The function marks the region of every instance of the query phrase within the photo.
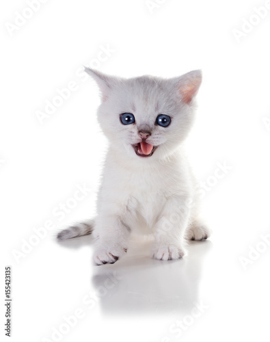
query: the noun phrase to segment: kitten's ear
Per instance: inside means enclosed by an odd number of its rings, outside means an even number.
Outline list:
[[[202,70],[194,70],[177,79],[178,92],[181,100],[189,104],[196,95],[202,83]]]
[[[116,85],[116,77],[107,76],[100,71],[90,69],[86,66],[84,67],[84,70],[96,81],[101,91],[103,100],[107,100],[112,88]]]

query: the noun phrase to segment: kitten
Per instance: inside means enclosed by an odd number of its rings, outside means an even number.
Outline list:
[[[169,79],[124,79],[85,71],[100,90],[98,119],[109,147],[97,216],[57,237],[93,232],[96,265],[122,256],[131,232],[153,234],[154,258],[182,258],[185,239],[202,240],[210,234],[198,216],[196,183],[181,146],[194,119],[201,71]]]

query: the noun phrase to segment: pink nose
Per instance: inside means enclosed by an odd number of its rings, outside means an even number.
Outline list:
[[[151,133],[150,132],[145,132],[144,131],[140,131],[139,132],[139,134],[141,139],[147,139],[149,135],[151,135]]]

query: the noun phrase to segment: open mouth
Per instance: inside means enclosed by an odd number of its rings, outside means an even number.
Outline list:
[[[132,146],[139,157],[150,157],[157,148],[146,142],[138,142]]]

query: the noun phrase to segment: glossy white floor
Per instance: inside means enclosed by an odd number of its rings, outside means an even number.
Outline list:
[[[270,242],[258,244],[267,230],[252,212],[231,221],[237,198],[226,210],[207,202],[214,234],[178,261],[150,259],[150,239],[137,237],[124,258],[95,267],[90,236],[46,237],[13,262],[15,340],[267,341]],[[249,245],[259,252],[249,256]]]

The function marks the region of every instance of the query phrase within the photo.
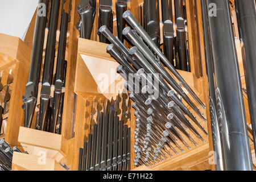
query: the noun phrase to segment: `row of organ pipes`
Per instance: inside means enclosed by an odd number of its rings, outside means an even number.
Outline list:
[[[45,3],[48,9],[49,1],[40,0],[39,3]],[[59,134],[61,130],[59,116],[64,100],[62,89],[65,85],[65,52],[69,19],[69,14],[62,11],[53,79],[60,1],[52,0],[51,3],[39,118],[36,125],[36,129]],[[127,1],[117,0],[117,37],[113,35],[113,22],[115,20],[112,0],[100,0],[98,7],[96,7],[96,0],[80,0],[77,7],[80,21],[77,27],[80,37],[88,39],[96,18],[96,9],[98,9],[99,16],[97,18],[99,20],[97,33],[100,41],[110,44],[107,51],[120,64],[117,72],[126,80],[124,86],[134,101],[133,107],[136,110],[134,114],[137,119],[134,122],[137,122],[137,128],[135,131],[131,131],[135,134],[135,138],[132,139],[135,140],[135,144],[131,148],[135,149],[131,152],[136,153],[134,163],[137,166],[149,166],[160,162],[177,154],[179,151],[183,152],[184,147],[190,149],[190,144],[185,140],[183,135],[195,146],[197,145],[196,139],[204,142],[205,137],[208,136],[201,125],[202,121],[207,122],[202,114],[205,106],[176,70],[189,71],[184,1],[162,0],[162,7],[159,7],[159,1],[144,1],[139,23],[127,10]],[[234,2],[255,146],[255,2],[235,0]],[[201,0],[209,90],[209,108],[207,109],[210,113],[210,117],[208,119],[211,123],[212,135],[210,142],[216,154],[216,169],[252,170],[230,3],[228,0]],[[175,12],[172,11],[173,6]],[[163,45],[160,45],[160,7],[163,24]],[[215,12],[216,15],[209,13],[210,11]],[[36,17],[30,75],[23,97],[24,126],[27,127],[31,126],[38,102],[47,18]],[[125,39],[129,43],[126,43],[126,46],[124,44]],[[159,84],[159,88],[155,87],[148,80],[146,76],[148,73],[159,75],[159,77],[153,79]],[[133,79],[138,84],[129,81],[130,74],[134,75]],[[55,85],[53,98],[51,96],[52,85]],[[139,93],[134,93],[136,89],[140,91]],[[191,97],[188,97],[184,89]],[[154,92],[158,93],[158,97],[152,95]],[[196,106],[193,101],[200,108]],[[203,135],[200,134],[199,130]],[[178,140],[181,144],[177,143]],[[80,161],[82,163],[82,160]]]

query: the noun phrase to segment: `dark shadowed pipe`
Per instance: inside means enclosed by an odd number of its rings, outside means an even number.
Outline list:
[[[205,64],[207,71],[207,78],[209,89],[209,104],[212,129],[212,139],[214,154],[215,167],[216,171],[223,171],[222,154],[220,135],[218,119],[217,114],[216,97],[215,97],[215,85],[213,68],[212,52],[209,37],[209,27],[206,2],[201,0],[203,26],[204,30],[204,49],[205,52]]]
[[[208,19],[224,170],[252,170],[229,1],[207,1],[210,3],[217,6],[217,16],[208,14]]]
[[[158,0],[144,0],[144,27],[158,47],[160,46],[159,5]]]
[[[51,86],[52,82],[57,27],[58,26],[60,0],[52,1],[49,20],[49,33],[46,45],[46,57],[43,72],[42,86],[40,101],[40,130],[46,130],[44,123],[47,119],[51,100]]]
[[[127,10],[127,0],[117,0],[115,4],[117,10],[117,34],[118,38],[123,42],[123,36],[122,34],[123,29],[125,27],[125,20],[123,19],[123,14]]]
[[[53,97],[53,115],[52,127],[51,132],[55,133],[58,118],[58,114],[60,107],[61,100],[62,87],[63,84],[63,75],[64,68],[64,61],[66,50],[67,32],[68,31],[68,14],[63,13],[61,14],[61,22],[60,24],[60,34],[59,42],[58,55],[57,58],[55,81],[54,85]]]
[[[170,63],[174,65],[174,30],[172,21],[167,20],[163,25],[163,43],[164,53]]]
[[[100,1],[98,28],[104,25],[113,32],[112,0]],[[108,43],[108,40],[100,32],[98,34],[101,42]]]
[[[244,51],[246,89],[256,151],[256,10],[254,0],[235,1],[239,32]]]
[[[45,5],[45,6],[38,7],[38,9],[28,80],[26,86],[25,96],[22,98],[24,102],[23,108],[25,110],[24,126],[27,127],[31,126],[38,98],[49,1],[40,0],[38,3],[39,5]]]
[[[185,49],[185,31],[184,19],[181,17],[179,17],[176,20],[177,28],[176,33],[176,47],[177,59],[176,61],[176,68],[182,71],[187,71],[187,57]]]
[[[161,0],[162,21],[170,20],[172,22],[172,1]]]
[[[96,14],[96,0],[81,0],[80,6],[77,7],[80,14],[80,36],[84,39],[90,39]]]

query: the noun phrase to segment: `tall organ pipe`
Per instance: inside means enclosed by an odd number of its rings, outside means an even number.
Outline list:
[[[28,80],[26,86],[25,96],[22,98],[23,108],[25,110],[24,126],[27,127],[31,126],[38,98],[49,1],[40,0],[38,3]]]
[[[44,71],[43,72],[42,86],[40,105],[40,129],[44,130],[44,123],[49,109],[51,100],[51,85],[52,82],[56,30],[58,25],[60,0],[52,0],[49,20],[49,33],[46,50]]]
[[[254,0],[235,1],[243,57],[250,117],[256,151],[256,10]],[[245,57],[245,56],[244,56]]]
[[[64,67],[65,55],[66,52],[67,32],[68,31],[68,14],[63,13],[61,14],[61,23],[60,24],[60,35],[57,58],[56,69],[55,73],[54,98],[53,98],[53,116],[52,127],[51,132],[55,133],[58,118],[58,113],[61,99],[63,69]]]
[[[160,46],[159,5],[158,0],[144,0],[144,27],[155,44]]]
[[[222,141],[224,170],[252,170],[238,59],[229,9],[229,1],[207,0],[215,3],[217,16],[208,14],[216,96]],[[210,8],[207,9],[209,12]]]
[[[213,146],[214,158],[216,171],[223,171],[222,154],[220,136],[219,125],[217,114],[216,98],[215,97],[214,78],[213,77],[213,57],[210,49],[210,43],[209,37],[209,27],[206,11],[206,2],[201,0],[202,6],[203,26],[204,29],[204,49],[205,52],[205,63],[207,65],[207,77],[208,81],[209,104],[210,116],[210,125],[212,134],[212,143]]]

> **GIVEN INSTRUCTION**
Put the items above into a Markdown table with the columns Row and Text. Begin at the first line of the items, stop after the line that contains "[[[132,146],[139,157],[150,157],[157,148],[146,142],[138,142]]]", number each row, and leave out blank lines and the picture.

> **IN RESPONSE**
| Row | Text |
|---|---|
| 1 | The function marks the region of every instance of the query phrase within the photo. |
| 2 | query: the noun phrase to segment: kitten's ear |
| 3 | Per instance: inside means enclosed by an odd number of its rings, outside means an even number. |
| 4 | Outline list: |
| 5 | [[[202,70],[194,70],[177,79],[178,92],[181,100],[189,104],[196,95],[202,83]]] |
| 6 | [[[116,85],[116,77],[107,76],[100,71],[90,69],[86,66],[84,67],[84,70],[96,81],[101,91],[103,100],[107,100],[112,88]]] |
| 7 | query: the noun phrase to segment: kitten |
| 8 | Per instance: inside means enclosed by an odd number of its rings, outside means an even number. |
| 9 | Outline list: |
| 10 | [[[169,79],[124,79],[85,71],[100,90],[98,119],[109,147],[97,216],[57,237],[93,232],[96,265],[122,256],[131,232],[153,234],[154,258],[182,258],[185,239],[202,240],[210,234],[198,216],[196,183],[181,146],[194,119],[201,71]]] |
| 11 | query: the noun phrase to segment: pink nose |
| 12 | Per instance: inside means enclosed by an odd number of its rings, outside means an even number. |
| 13 | Outline list: |
| 14 | [[[151,133],[150,132],[145,132],[144,131],[140,131],[139,132],[139,134],[141,139],[147,139],[149,135],[151,135]]] |
| 15 | query: the noun phrase to segment: open mouth |
| 16 | Per instance: inside means enclosed by an odd number of its rings, outside means an even number. |
| 17 | Outline list: |
| 18 | [[[132,146],[139,157],[150,157],[157,148],[146,142],[138,142]]] |